*Written task 1*. In the blog post about the greatest theologian, who won the TheologicalStudies.org poll?
*Written task 2*. Return, unchanged, the stretch of the rows from the line containing "negative clicks: (172, 416) (172, 393)" through the end of the rows.

*Source document*.
▼

Ad Limina Apostolorum (Blog) | St. Augustine's Library
Monday, July 18, 2005

Blogodoxy takes on the question, "Who is the Greatest Theologian of All Time?" (hat tip, Pontificator). In fact, the post is a response to the publicized results of a TheologicalStudies.org poll (ready for the answer? psst . . . It's John Calvin! Yes, the hard-nosed, displaced Frenchie with the heart of adamantium). And speaking of adamantium, Blogodoxy gives a little shove in the back to our friend Origen (imagine: an Orthodox who likes Origen? Must be a convert. Yep!):

Perhaps all could agree that the overarching purpose of any theologian is to articulate and clarify the nature of God and religious truth--but how that is done would remain contentious. As a professed "man of the Church" Origen of Alexandria spent his entire life trying to do just that in a hostile environment prior to any consolidation of Church teaching. While a number of his ideas have come to be condemned as heresies or, at the very least, generally viewed as falling short of the truth, it would be difficult to conceive of theology in the Church from Nicaea on without him. In his case accuracy would have to be sacrificed as a category of determination, replaced perhaps by an appreciation for the pioneering nature of the work and the fidelity he held to the Church and to uncovering the truth through Scripture.

A finer summary of Origen's contribution to the Chalcedonian church one could not hope for. St. Augustine gets a pat on the head, because the votes of 1.1 million Romanists ought to count for something, but of course 50% of Augustine is just Origen recycled. Aquinas, alas, gets a mere sentence (because he is Augustine recycled?). Blogodoxy's preferences?

▲

*Available data*.
▼

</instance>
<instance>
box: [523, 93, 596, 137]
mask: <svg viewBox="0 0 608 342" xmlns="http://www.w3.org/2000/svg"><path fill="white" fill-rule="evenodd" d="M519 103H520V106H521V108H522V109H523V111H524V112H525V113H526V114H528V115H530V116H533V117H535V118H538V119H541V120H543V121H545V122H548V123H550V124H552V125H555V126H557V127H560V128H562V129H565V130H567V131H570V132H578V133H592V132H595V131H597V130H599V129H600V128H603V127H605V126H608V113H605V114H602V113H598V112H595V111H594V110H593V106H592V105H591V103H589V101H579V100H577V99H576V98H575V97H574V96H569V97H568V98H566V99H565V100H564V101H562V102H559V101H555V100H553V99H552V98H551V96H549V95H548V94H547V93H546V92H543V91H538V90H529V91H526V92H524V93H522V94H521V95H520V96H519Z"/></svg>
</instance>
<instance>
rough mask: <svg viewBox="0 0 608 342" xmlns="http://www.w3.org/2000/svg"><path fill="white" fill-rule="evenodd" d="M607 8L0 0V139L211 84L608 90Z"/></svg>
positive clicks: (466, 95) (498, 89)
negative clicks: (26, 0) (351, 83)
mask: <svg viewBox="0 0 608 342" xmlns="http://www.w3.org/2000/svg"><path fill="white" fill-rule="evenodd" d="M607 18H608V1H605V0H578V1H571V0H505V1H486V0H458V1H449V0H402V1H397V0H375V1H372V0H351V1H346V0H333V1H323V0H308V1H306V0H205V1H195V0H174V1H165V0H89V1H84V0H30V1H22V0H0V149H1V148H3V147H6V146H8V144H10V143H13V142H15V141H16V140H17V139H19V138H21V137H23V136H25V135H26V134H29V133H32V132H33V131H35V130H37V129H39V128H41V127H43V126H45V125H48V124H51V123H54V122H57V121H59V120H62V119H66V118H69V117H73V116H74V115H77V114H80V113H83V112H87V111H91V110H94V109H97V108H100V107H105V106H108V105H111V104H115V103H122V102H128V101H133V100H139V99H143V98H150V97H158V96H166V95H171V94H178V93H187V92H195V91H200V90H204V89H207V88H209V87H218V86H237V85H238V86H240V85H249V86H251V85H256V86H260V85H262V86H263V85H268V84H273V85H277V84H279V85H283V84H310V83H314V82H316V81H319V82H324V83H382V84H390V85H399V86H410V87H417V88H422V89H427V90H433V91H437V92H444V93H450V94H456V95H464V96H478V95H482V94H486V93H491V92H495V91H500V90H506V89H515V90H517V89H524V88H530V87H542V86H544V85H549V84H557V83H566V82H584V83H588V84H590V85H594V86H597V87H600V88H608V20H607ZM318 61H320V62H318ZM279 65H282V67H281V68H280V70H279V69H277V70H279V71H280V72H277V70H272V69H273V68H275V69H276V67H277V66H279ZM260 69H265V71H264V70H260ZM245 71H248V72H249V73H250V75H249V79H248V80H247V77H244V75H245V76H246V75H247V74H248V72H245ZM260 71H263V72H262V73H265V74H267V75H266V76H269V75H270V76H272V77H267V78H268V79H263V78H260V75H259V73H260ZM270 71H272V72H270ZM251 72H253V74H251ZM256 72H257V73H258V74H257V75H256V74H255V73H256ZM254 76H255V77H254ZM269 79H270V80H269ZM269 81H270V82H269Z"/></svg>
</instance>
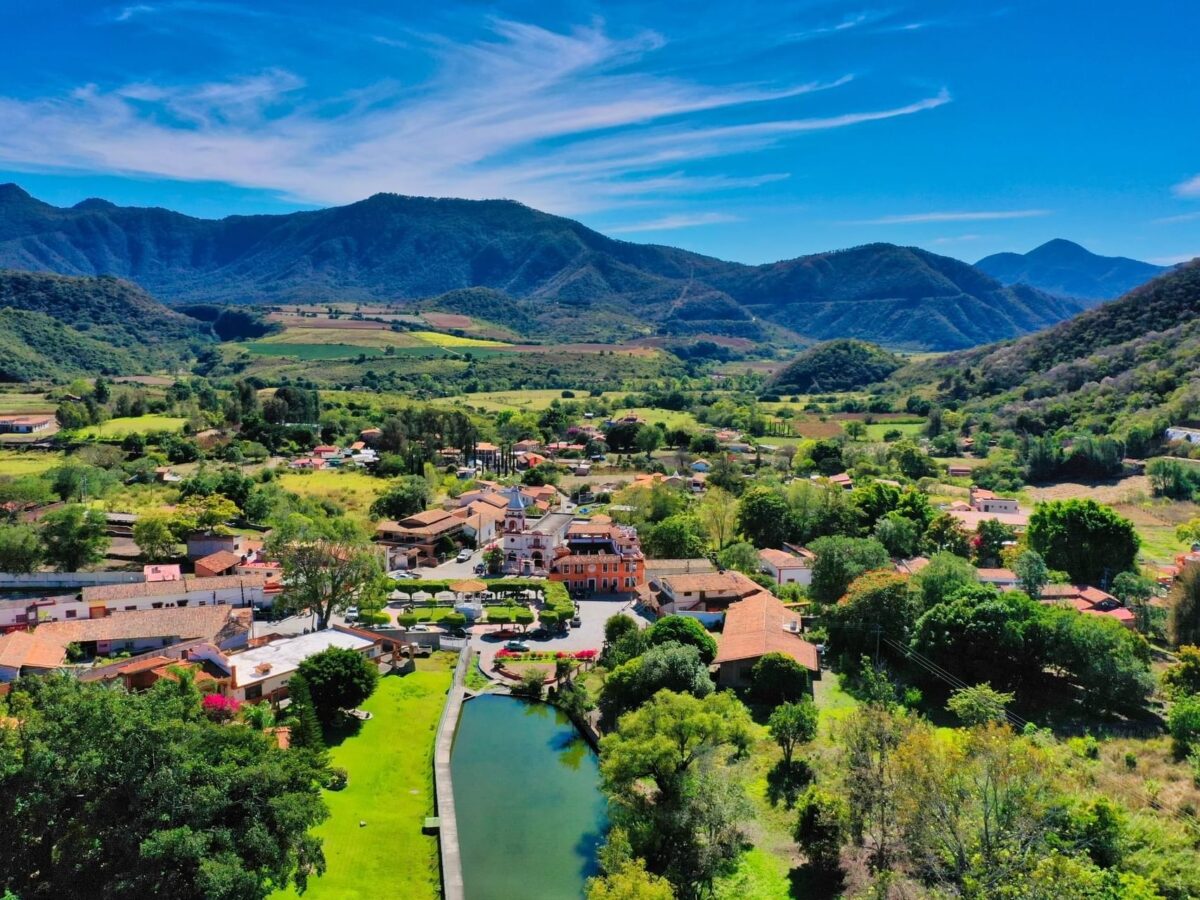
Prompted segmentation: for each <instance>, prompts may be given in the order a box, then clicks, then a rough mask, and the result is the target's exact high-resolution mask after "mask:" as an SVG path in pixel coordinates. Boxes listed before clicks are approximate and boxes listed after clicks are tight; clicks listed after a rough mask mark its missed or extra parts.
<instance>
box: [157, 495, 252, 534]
mask: <svg viewBox="0 0 1200 900" xmlns="http://www.w3.org/2000/svg"><path fill="white" fill-rule="evenodd" d="M236 517H238V504H235V503H234V502H233V500H230V499H229V498H228V497H226V496H223V494H220V493H211V494H208V496H203V497H202V496H193V497H188V498H187V499H185V500H184V502H182V503H180V504H178V505H176V506H175V514H174V526H173V528H174V530H175V534H176V536H179V538H181V539H182V538H185V536H186V535H187V534H188V533H190V532H204V533H205V534H216V533H226V532H224V527H226V522H228V521H230V520H233V518H236Z"/></svg>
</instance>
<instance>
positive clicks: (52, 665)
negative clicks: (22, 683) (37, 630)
mask: <svg viewBox="0 0 1200 900" xmlns="http://www.w3.org/2000/svg"><path fill="white" fill-rule="evenodd" d="M66 655H67V654H66V647H65V644H60V643H58V642H55V641H47V640H44V638H43V637H42V636H41V635H36V634H32V632H30V631H11V632H10V634H7V635H4V636H0V682H14V680H17V678H19V677H20V676H23V674H40V673H46V672H52V671H54V670H55V668H58V667H59V666H61V665H62V664H64V662H65V661H66Z"/></svg>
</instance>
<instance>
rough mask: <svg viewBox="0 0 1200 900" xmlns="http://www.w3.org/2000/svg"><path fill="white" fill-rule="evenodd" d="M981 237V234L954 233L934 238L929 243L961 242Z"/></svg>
mask: <svg viewBox="0 0 1200 900" xmlns="http://www.w3.org/2000/svg"><path fill="white" fill-rule="evenodd" d="M980 238H983V235H982V234H954V235H948V236H946V238H934V240H931V241H930V244H962V242H965V241H977V240H979V239H980Z"/></svg>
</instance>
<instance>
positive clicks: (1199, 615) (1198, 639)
mask: <svg viewBox="0 0 1200 900" xmlns="http://www.w3.org/2000/svg"><path fill="white" fill-rule="evenodd" d="M1166 635H1168V637H1170V638H1171V644H1172V646H1175V647H1178V646H1180V644H1184V643H1190V644H1200V565H1198V564H1195V563H1189V564H1188V565H1184V566H1183V570H1182V571H1181V572H1180V574H1178V577H1176V578H1175V583H1174V584H1172V586H1171V596H1170V606H1169V607H1168V613H1166Z"/></svg>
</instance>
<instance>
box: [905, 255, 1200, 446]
mask: <svg viewBox="0 0 1200 900" xmlns="http://www.w3.org/2000/svg"><path fill="white" fill-rule="evenodd" d="M890 384H892V388H893V390H894V391H896V392H899V394H904V392H916V394H923V395H925V396H929V397H931V398H932V400H935V401H938V402H943V403H954V404H958V406H964V407H966V408H967V409H978V410H986V412H989V413H991V414H992V418H994V422H995V425H1000V426H1012V427H1018V428H1019V430H1021V431H1031V432H1034V433H1040V432H1042V431H1048V430H1055V428H1057V427H1062V426H1074V427H1084V428H1091V430H1093V431H1096V432H1098V433H1111V434H1116V436H1117V437H1127V438H1128V437H1129V436H1130V433H1132V432H1130V430H1135V431H1136V432H1139V433H1140V436H1141V437H1139V438H1138V443H1139V444H1142V443H1144V442H1145V434H1146V433H1158V432H1160V431H1162V428H1163V427H1165V426H1166V425H1168V424H1184V422H1195V421H1198V420H1200V401H1198V400H1196V398H1198V397H1200V260H1195V262H1192V263H1188V264H1187V265H1183V266H1181V268H1178V269H1175V270H1172V271H1170V272H1168V274H1166V275H1162V276H1159V277H1158V278H1154V280H1153V281H1151V282H1148V283H1147V284H1144V286H1141V287H1139V288H1135V289H1134V290H1132V292H1129V293H1128V294H1126V295H1124V296H1122V298H1120V299H1118V300H1114V301H1111V302H1108V304H1104V305H1102V306H1098V307H1096V308H1093V310H1088V311H1087V312H1084V313H1081V314H1079V316H1076V317H1074V318H1072V319H1068V320H1067V322H1063V323H1060V324H1058V325H1055V326H1054V328H1050V329H1046V330H1045V331H1042V332H1038V334H1036V335H1030V336H1027V337H1022V338H1020V340H1016V341H1010V342H1007V343H1002V344H995V346H990V347H979V348H976V349H973V350H967V352H964V353H954V354H948V355H946V356H942V358H940V359H937V360H932V361H922V362H916V364H912V365H910V366H906V367H905V368H902V370H900V371H898V372H896V373H895V376H894V377H893V379H892V383H890ZM1133 450H1134V451H1135V452H1141V451H1142V448H1133Z"/></svg>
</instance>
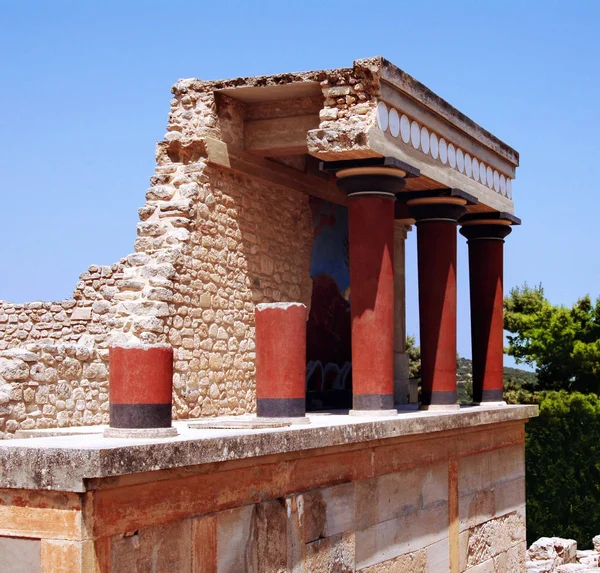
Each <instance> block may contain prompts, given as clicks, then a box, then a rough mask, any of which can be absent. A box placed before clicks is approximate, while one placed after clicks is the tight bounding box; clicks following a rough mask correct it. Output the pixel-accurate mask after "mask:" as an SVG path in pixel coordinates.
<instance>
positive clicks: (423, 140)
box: [421, 127, 429, 155]
mask: <svg viewBox="0 0 600 573" xmlns="http://www.w3.org/2000/svg"><path fill="white" fill-rule="evenodd" d="M421 151H423V153H424V154H425V155H429V130H428V129H427V128H426V127H422V128H421Z"/></svg>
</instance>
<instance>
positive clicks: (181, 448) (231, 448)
mask: <svg viewBox="0 0 600 573" xmlns="http://www.w3.org/2000/svg"><path fill="white" fill-rule="evenodd" d="M537 415H538V408H537V406H499V407H483V406H472V407H463V408H461V409H460V410H455V411H448V412H427V411H419V412H402V413H400V414H398V415H396V416H391V417H387V418H381V417H362V416H361V417H358V416H357V417H354V416H348V415H343V414H326V413H323V414H319V413H313V414H309V418H310V422H311V423H310V424H307V425H298V426H290V427H283V428H267V429H252V430H251V429H231V430H228V429H210V428H201V429H199V428H189V427H188V423H192V424H193V423H194V420H188V421H185V422H176V423H175V426H176V427H177V428H178V430H179V435H178V436H176V437H173V438H163V439H117V438H104V437H103V436H102V434H100V433H96V434H87V435H85V434H81V433H80V434H79V435H69V436H54V437H42V438H29V439H15V440H5V441H3V442H2V443H1V444H0V468H2V472H1V473H0V488H20V489H38V490H58V491H74V492H84V491H86V482H87V480H90V479H100V478H110V477H116V476H121V475H127V474H136V473H142V472H150V471H159V470H165V469H172V468H183V467H187V466H197V465H200V464H208V463H215V462H225V461H231V460H240V459H246V458H255V457H260V456H267V455H273V454H282V453H290V452H298V451H303V450H313V449H316V448H327V447H335V446H343V445H349V444H357V443H362V442H371V441H374V440H383V439H389V438H397V437H402V436H417V435H422V434H428V435H429V434H432V433H435V432H443V431H449V430H458V429H463V428H472V427H476V426H484V425H487V424H499V423H503V422H515V421H523V420H527V419H528V418H532V417H535V416H537ZM242 418H243V417H237V418H232V419H238V420H240V419H242ZM203 420H204V421H206V418H204V419H203ZM219 420H222V418H219ZM196 422H197V420H196Z"/></svg>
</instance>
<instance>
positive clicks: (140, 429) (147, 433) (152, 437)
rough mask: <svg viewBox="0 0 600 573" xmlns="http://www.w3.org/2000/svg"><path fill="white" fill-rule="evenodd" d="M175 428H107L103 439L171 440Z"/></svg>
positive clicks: (133, 439) (129, 439) (178, 433)
mask: <svg viewBox="0 0 600 573" xmlns="http://www.w3.org/2000/svg"><path fill="white" fill-rule="evenodd" d="M178 434H179V432H178V431H177V428H173V427H171V428H107V429H106V430H104V437H105V438H124V439H129V440H137V439H142V440H143V439H146V438H147V439H155V438H172V437H174V436H177V435H178Z"/></svg>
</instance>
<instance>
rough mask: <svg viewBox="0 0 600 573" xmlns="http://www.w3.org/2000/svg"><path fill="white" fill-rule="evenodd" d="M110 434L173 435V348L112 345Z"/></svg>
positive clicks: (153, 435)
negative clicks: (172, 416) (172, 393)
mask: <svg viewBox="0 0 600 573" xmlns="http://www.w3.org/2000/svg"><path fill="white" fill-rule="evenodd" d="M109 378H110V380H109V401H110V428H108V429H107V430H106V431H105V435H107V436H110V437H123V438H128V437H132V436H133V437H135V436H138V435H146V436H155V437H161V436H169V435H174V434H176V433H177V431H176V430H175V428H172V427H171V407H172V393H173V349H172V348H171V347H170V346H166V345H160V344H159V345H149V344H131V345H128V346H112V347H111V348H109Z"/></svg>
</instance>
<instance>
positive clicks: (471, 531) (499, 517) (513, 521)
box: [460, 512, 525, 568]
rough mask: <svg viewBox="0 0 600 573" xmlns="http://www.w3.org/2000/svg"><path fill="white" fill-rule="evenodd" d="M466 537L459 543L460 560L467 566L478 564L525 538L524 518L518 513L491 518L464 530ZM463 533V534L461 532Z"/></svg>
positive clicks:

▲

*Exercise answer 1*. John Calvin.

*Exercise answer 2*.
negative clicks: (172, 416) (172, 393)
mask: <svg viewBox="0 0 600 573" xmlns="http://www.w3.org/2000/svg"><path fill="white" fill-rule="evenodd" d="M109 378H110V380H109V401H110V428H108V429H107V430H106V431H105V435H107V436H110V437H123V438H128V437H132V436H133V437H135V436H138V435H146V436H155V437H161V436H169V435H174V434H176V433H177V431H176V430H175V428H172V427H171V407H172V393H173V349H172V348H171V347H170V346H166V345H160V344H159V345H149V344H131V345H128V346H112V347H111V348H109Z"/></svg>
</instance>
<instance>
positive clicks: (471, 531) (499, 517) (513, 521)
box: [460, 512, 525, 568]
rough mask: <svg viewBox="0 0 600 573" xmlns="http://www.w3.org/2000/svg"><path fill="white" fill-rule="evenodd" d="M466 537L459 543L460 560L467 566L478 564L525 538L524 518L518 513L491 518L464 530ZM463 533V534L461 532Z"/></svg>
positive clicks:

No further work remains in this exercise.